Background Intracranial blister aneurysms are rare lesions that are notoriously more difficult to treat than typical saccular aneurysms. High complication rates associated with surgery have sparked considerable interest in endovascular techniques, though not well-studied, to treat blister aneurysms.

Objective To evaluate our experience using various endovascular approaches to treat blister aneurysms.

Methods All consecutive blister aneurysms treated using an endovascular approach by the study authors over a 3-year period were retrospectively analyzed. A literature review was also performed.

Results Nine patients with blister aneurysms underwent 11 endovascular interventions. In various combinations, stents were used in 8/11, coils in 5/11, and Onyx in 3/11 procedures. At mean angiographic follow-up of 200 days, 8/9 aneurysms were completely occluded by endovascular means alone requiring no further treatment and 1/9 aneurysms required surgical bypass/trapping after one failed surgical and two failed endovascular treatments. At mean clinical follow-up of 416 days, modified Rankin Scale scores were improved in six patients, stable in two, and worsened in one patient. One complication occurred in 11 procedures (9%), resulting in a permanent neurologic deficit. No unintended endovascular parent vessel sacrifice, intraprocedural aneurysmal ruptures, antiplatelet-related complications, post-treatment aneurysmal re-ruptures, or deaths occurred.

• What this exercise asks:
1. List every event that the blister aneurysm abstract reports did not occur.
2. Proceed with the blister aneurysm abstract from the point where it stops.

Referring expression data
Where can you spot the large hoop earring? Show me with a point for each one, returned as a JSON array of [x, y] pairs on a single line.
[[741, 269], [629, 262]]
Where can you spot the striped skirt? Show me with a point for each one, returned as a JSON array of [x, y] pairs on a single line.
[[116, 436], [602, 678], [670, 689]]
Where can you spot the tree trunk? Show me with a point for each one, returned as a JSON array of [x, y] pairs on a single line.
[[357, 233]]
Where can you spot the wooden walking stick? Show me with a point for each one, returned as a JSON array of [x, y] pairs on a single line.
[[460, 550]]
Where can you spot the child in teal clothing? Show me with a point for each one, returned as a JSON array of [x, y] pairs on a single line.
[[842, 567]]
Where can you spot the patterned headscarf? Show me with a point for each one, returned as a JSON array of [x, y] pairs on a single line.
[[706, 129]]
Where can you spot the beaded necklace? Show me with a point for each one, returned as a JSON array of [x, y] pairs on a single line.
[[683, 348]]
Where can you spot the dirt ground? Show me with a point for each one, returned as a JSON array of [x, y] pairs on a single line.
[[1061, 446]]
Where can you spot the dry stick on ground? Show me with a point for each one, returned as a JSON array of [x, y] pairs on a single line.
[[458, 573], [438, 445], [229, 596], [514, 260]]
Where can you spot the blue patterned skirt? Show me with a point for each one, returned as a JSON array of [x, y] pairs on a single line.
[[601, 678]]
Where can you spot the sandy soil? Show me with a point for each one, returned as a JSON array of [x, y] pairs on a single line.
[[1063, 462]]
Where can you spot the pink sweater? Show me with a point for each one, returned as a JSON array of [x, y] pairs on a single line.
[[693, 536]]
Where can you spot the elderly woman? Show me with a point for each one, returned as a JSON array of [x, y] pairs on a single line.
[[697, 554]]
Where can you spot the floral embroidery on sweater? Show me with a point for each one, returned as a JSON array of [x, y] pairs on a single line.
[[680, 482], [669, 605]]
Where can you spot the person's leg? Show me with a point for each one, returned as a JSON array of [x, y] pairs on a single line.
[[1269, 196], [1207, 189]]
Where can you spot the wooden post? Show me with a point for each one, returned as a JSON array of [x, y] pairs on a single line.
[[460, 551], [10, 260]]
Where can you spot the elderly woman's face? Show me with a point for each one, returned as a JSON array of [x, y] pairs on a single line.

• Answers to this exercise:
1.
- Unintended endovascular parent vessel sacrifice
- Intraprocedural aneurysmal ruptures
- Antiplatelet-related complications
- Post-treatment aneurysmal re-ruptures
- Deaths

2.
Conclusion This series highlights both the spectrum and limitations of endovascular techniques currently used to treat blister aneurysms, including a novel application of stent-assisted Onyx embolization. Long-term follow-up and experience in larger studies are required to better define the role of endovascular therapy in the management of these difficult lesions.